## Job:
Identify the line in which "Target = parked car" appears, then reproduce that line and all remaining lines of the records word for word.

## Pointing records:

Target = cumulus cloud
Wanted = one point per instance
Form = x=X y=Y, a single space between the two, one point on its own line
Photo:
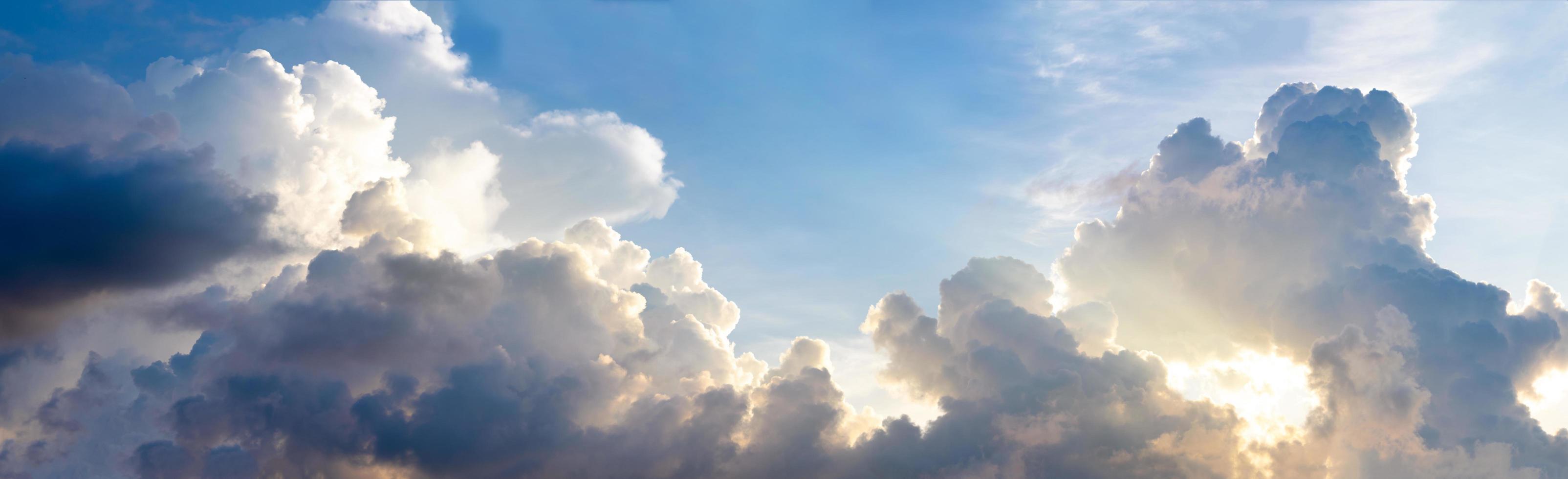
x=405 y=330
x=82 y=225
x=554 y=169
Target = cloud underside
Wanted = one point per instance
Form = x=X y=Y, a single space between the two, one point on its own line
x=370 y=307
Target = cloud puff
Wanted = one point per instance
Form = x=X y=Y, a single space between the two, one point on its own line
x=554 y=169
x=374 y=349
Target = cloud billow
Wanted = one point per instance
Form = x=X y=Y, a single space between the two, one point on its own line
x=378 y=352
x=81 y=225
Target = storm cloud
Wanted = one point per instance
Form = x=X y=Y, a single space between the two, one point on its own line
x=81 y=225
x=405 y=332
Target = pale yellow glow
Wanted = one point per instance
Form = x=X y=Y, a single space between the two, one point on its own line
x=1266 y=390
x=1550 y=401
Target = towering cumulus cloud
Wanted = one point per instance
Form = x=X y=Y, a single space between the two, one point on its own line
x=356 y=304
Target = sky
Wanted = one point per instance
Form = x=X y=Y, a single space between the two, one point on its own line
x=780 y=184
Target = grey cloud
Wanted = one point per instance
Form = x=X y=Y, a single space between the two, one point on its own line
x=81 y=225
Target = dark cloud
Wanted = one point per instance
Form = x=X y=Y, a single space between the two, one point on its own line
x=79 y=225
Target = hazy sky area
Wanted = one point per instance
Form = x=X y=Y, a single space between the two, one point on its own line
x=816 y=159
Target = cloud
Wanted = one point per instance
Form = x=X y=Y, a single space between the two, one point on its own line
x=593 y=357
x=82 y=225
x=408 y=332
x=554 y=167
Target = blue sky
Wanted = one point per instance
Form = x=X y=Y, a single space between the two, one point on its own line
x=835 y=152
x=283 y=183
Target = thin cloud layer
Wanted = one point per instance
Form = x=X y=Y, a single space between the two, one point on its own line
x=399 y=329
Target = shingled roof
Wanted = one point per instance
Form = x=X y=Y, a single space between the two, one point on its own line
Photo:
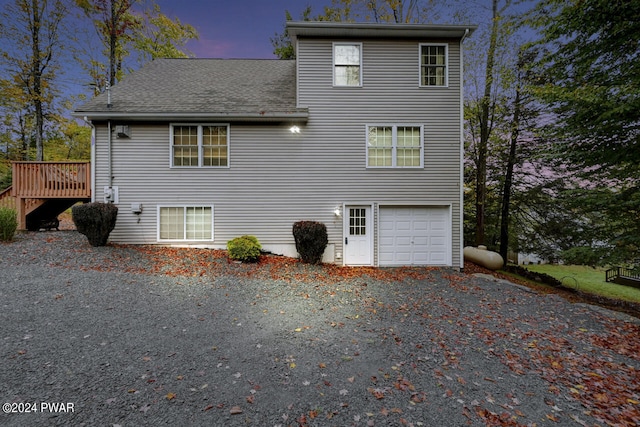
x=230 y=89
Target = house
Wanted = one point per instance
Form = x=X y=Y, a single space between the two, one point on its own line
x=363 y=132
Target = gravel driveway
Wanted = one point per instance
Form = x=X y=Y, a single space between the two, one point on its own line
x=147 y=336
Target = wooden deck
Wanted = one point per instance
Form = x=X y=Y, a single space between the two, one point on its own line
x=624 y=276
x=42 y=190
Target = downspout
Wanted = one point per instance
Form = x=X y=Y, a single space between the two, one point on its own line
x=109 y=155
x=93 y=158
x=461 y=222
x=109 y=194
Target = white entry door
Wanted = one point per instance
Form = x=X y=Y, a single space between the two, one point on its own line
x=358 y=232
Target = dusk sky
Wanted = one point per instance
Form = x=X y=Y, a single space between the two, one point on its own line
x=236 y=28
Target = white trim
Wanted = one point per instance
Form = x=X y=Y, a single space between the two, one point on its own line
x=333 y=63
x=371 y=230
x=446 y=65
x=200 y=126
x=184 y=206
x=394 y=145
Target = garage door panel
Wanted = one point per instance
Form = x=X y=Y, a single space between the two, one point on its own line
x=414 y=236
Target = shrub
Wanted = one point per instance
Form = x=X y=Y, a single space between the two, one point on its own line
x=311 y=240
x=8 y=223
x=95 y=220
x=244 y=248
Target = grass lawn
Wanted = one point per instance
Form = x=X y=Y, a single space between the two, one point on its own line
x=587 y=279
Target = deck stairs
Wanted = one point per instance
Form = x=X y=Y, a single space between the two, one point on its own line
x=41 y=191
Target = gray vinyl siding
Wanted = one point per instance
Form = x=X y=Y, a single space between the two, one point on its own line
x=276 y=178
x=390 y=94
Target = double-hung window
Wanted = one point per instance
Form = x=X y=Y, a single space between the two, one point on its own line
x=199 y=145
x=182 y=223
x=433 y=65
x=395 y=146
x=347 y=64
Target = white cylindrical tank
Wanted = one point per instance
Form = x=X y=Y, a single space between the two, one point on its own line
x=483 y=257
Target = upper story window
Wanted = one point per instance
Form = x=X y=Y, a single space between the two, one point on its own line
x=199 y=145
x=395 y=146
x=347 y=64
x=433 y=65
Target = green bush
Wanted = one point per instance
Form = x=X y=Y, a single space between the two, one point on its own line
x=95 y=220
x=244 y=248
x=8 y=224
x=311 y=240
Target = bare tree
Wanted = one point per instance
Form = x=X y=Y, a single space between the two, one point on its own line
x=32 y=33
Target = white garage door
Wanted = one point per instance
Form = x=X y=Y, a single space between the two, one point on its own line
x=414 y=236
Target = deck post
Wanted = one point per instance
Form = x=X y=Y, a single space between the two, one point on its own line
x=21 y=211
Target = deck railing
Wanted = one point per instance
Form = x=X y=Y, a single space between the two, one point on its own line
x=616 y=272
x=6 y=199
x=46 y=180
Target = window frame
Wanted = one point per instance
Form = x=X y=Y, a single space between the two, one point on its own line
x=445 y=65
x=200 y=138
x=184 y=232
x=334 y=65
x=394 y=145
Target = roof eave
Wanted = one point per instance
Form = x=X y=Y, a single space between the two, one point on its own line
x=300 y=116
x=298 y=29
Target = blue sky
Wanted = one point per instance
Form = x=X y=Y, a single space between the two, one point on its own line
x=236 y=28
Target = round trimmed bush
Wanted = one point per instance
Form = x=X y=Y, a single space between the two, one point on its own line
x=244 y=248
x=95 y=220
x=311 y=240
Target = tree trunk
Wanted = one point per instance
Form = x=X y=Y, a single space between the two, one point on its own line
x=36 y=75
x=508 y=180
x=485 y=131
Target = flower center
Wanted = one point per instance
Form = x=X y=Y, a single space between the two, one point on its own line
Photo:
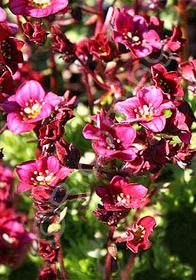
x=145 y=112
x=164 y=85
x=132 y=38
x=39 y=4
x=8 y=238
x=31 y=110
x=42 y=178
x=3 y=185
x=6 y=49
x=123 y=198
x=138 y=233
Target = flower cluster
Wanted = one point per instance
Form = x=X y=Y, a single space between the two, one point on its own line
x=14 y=239
x=142 y=123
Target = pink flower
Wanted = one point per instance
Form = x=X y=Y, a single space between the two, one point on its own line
x=42 y=172
x=137 y=235
x=147 y=108
x=37 y=8
x=119 y=195
x=133 y=32
x=111 y=139
x=29 y=105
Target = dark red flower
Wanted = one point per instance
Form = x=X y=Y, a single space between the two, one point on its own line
x=133 y=32
x=62 y=44
x=111 y=218
x=100 y=47
x=35 y=32
x=169 y=82
x=137 y=235
x=188 y=71
x=47 y=251
x=48 y=273
x=120 y=195
x=10 y=48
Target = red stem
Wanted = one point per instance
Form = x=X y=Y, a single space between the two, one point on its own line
x=53 y=77
x=183 y=25
x=108 y=271
x=90 y=97
x=63 y=274
x=141 y=82
x=99 y=24
x=128 y=268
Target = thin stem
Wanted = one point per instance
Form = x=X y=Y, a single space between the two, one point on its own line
x=128 y=268
x=53 y=77
x=90 y=11
x=141 y=82
x=63 y=274
x=99 y=24
x=183 y=25
x=108 y=270
x=90 y=97
x=76 y=196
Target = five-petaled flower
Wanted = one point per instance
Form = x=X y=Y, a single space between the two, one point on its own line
x=137 y=235
x=37 y=8
x=29 y=105
x=120 y=195
x=42 y=172
x=147 y=108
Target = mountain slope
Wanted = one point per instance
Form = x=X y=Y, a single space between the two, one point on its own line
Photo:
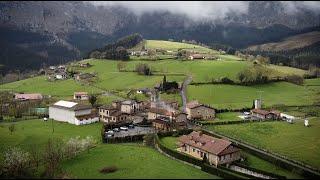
x=69 y=30
x=293 y=42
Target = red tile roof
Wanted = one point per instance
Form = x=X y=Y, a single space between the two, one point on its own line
x=207 y=143
x=33 y=96
x=161 y=111
x=192 y=104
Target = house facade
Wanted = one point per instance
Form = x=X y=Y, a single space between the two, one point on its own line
x=110 y=114
x=130 y=106
x=263 y=114
x=217 y=151
x=199 y=111
x=24 y=97
x=80 y=96
x=73 y=113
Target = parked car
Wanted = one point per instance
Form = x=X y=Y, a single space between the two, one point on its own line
x=124 y=128
x=110 y=135
x=110 y=132
x=131 y=126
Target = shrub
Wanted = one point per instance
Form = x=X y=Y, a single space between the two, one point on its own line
x=17 y=164
x=295 y=79
x=143 y=69
x=108 y=169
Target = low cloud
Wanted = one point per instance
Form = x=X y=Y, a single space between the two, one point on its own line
x=196 y=10
x=202 y=10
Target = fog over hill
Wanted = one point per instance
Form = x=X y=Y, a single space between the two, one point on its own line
x=54 y=32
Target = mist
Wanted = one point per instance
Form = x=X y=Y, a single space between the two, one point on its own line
x=202 y=10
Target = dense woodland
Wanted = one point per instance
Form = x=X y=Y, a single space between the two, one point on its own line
x=300 y=58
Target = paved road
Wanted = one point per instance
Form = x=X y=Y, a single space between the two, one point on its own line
x=183 y=91
x=135 y=131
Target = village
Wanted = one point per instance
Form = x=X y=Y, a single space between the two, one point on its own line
x=189 y=125
x=130 y=118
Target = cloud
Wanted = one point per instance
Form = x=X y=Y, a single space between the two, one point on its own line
x=203 y=10
x=293 y=7
x=196 y=10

## Task answer:
Target = parked car
Wanted = one point per instance
Form = x=X y=Y, a single space between the two, one point on its own line
x=124 y=128
x=110 y=135
x=110 y=132
x=131 y=126
Target = shrub
Wanted = one point per instance
Form = x=X y=Y, a single space between the two, one point on its own line
x=17 y=164
x=295 y=79
x=143 y=69
x=108 y=169
Target = low cloud
Wanted = one point per instance
Form = x=X y=Y, a single space between the two, one point on its own line
x=196 y=10
x=202 y=10
Target = fog over hill
Wanted = one point per instance
Form = x=X y=Y, a single space between the two, one point on its own line
x=54 y=32
Target = mist
Wanted = one point per instance
Form = x=X y=Y, a single space between the two, one point on its own line
x=202 y=10
Target = dense woodland
Wanted = one point per instance
Form = x=X y=Y, a single space between the two, one point on its own line
x=300 y=58
Target = paved road
Wanted = one point per instance
Form = x=X y=Y, a single space between the two, one point on its own line
x=183 y=91
x=135 y=131
Target = village
Wanted = one point per instance
Form = x=X y=Y, a single space between the two, one point on its own line
x=189 y=125
x=130 y=118
Target = cloud
Wanted = one point per instance
Form = x=X y=Y, a single space between the two, one point on its own line
x=203 y=10
x=293 y=7
x=196 y=10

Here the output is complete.